Gülümseme düğümleri ve zoru başarmak

Hayatın tarifi ve mahiyetini bilmeden yaşanan bir hayat malayanidir, boştur, sonu nedamet ve pişmanlıklarla doludur.

İmanla hayatlanmayan bir hayat; acıdır, ıztıraptır, belâdır, sıkıntıdır, musîbetlerin en büyüğü, dertlerin en katmerlisidir.

Hayatı nasıl anlıyoruz? Yaratanın ihsan ettiği büyük nimet olan gerçek hayatı ne kadar idrak edebiliyor ve doğru bir şekilde yaşayabiliyoruz? Hayat serüvenimiz içinde ne kadar gülebiliyoruz ve gülümseyebiliyoruz? Başkalarını güldürüp, gülümsetecek ne gibi hizmetler ve işler yapabiliyoruz? Bu değerler ve ölçüler çok önemli. Her ânı cihana değecek kapasitede olan hayatın gerçek yüzünü görüp bulabilmek Allah’ın büyük bir lütfu, insan iradesinin büyük bir başarısı ve meyvesidir. İşte bu konuya ışık tutacak ibretli bir hikâye!

◆ **Verilen Veriler**
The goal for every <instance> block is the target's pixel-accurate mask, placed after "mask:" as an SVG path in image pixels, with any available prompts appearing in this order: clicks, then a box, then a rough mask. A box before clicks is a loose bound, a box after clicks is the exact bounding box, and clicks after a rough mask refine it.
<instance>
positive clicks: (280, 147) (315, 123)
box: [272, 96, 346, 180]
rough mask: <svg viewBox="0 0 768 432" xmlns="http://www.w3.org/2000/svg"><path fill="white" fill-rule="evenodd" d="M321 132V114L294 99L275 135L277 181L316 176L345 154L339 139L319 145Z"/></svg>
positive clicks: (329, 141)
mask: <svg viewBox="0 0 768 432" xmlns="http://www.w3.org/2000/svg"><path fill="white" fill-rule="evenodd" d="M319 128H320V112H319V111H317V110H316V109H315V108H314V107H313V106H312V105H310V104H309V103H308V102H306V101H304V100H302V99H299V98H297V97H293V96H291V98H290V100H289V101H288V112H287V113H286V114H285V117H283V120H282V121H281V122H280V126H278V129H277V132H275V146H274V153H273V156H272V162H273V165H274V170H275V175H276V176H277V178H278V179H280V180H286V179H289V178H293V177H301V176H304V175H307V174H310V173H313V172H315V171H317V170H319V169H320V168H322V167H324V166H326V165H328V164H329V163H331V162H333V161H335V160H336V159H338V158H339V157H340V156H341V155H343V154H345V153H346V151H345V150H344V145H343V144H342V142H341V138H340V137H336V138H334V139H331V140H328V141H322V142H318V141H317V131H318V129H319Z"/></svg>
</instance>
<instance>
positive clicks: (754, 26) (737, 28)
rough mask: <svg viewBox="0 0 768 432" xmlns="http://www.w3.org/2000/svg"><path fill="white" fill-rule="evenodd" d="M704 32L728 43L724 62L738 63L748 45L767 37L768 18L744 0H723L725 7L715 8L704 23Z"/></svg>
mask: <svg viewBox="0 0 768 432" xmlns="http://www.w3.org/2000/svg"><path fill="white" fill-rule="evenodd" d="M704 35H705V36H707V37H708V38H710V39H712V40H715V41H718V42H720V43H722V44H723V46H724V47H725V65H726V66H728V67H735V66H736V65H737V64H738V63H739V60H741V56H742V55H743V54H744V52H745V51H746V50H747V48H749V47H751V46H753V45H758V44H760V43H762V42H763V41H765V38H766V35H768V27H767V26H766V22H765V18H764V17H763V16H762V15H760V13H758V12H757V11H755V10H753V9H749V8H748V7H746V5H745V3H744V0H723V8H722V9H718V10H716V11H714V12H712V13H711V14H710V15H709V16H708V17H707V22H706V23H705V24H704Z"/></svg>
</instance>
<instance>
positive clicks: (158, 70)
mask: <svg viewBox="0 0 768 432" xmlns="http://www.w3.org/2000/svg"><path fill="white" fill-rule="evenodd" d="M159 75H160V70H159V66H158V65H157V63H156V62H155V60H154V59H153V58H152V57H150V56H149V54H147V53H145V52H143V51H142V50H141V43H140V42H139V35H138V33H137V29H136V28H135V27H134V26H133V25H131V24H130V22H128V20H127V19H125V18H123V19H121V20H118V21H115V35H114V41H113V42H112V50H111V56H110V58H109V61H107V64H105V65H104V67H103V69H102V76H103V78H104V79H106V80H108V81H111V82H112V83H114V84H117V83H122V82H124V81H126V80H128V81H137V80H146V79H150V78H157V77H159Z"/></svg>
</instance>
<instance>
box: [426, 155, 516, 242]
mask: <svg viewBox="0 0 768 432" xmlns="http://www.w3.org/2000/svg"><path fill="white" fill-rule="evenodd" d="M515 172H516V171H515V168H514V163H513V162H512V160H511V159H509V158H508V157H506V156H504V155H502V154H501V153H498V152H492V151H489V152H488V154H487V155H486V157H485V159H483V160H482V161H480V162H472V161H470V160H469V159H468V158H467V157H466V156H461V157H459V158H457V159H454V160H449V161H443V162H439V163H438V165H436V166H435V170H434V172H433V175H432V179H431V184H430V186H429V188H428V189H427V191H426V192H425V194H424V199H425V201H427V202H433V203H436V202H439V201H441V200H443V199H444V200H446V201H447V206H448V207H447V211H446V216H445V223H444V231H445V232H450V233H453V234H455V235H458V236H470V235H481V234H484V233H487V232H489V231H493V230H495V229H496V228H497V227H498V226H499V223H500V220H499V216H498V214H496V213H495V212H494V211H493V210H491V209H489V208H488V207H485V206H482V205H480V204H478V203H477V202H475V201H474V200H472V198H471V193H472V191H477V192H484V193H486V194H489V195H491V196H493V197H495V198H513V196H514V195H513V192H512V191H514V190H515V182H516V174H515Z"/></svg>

◆ **Cevaplanacak Sorular**
**a.** Hayatın anlamıyla ilgili yazıya göre imanla hayatlanmayan bir hayat neyin en büyüğüdür?
**b.** Hayatın anlamıyla ilgili yazıyı kaldığı yerden sürdürün.
Buradaki verilerin bu işte hiçbir rolü yok.

◆ **Görev Cevapları**
**a.** Musîbetlerin en büyüğüdür.

**b.**
Yüzyıllar önce yaşanmış bir olay ve hikâyeyi ibretle takip edelim:

Meraklı ve araştırmacı bir kişi bir köye gider. Önce o köyün mezarlığına girer. Çünkü bu kişi kültürlerin ve hayat felsefesinin böyle yerlerde gizli olduğuna inanan birisidir.

Mezarlıkta gezinirken, gözleri birden mezar taşlarının üzerindeki rakamlara takılır. Mezar taşlarında 5, 867, 900, 20003, 4979, 7, 421… gibi birbiriyle hiç de bağlantısı olmayan rakamlar çok dikkatini çeker. Bu zat uzun uzun düşünür, fakat bir türlü bu rakamların anlamını çözemez. Bir mânâ veremez. Merakını gidermek ve bu rakamların anlamlarını bilebilmek için o köyün en bilge kişisine gider ve ona sorar:

“Nedir bu rakamlar Allah aşkına? Bu rakamların gösterdikleri ay mıdır, yıl mıdır, saat midir?”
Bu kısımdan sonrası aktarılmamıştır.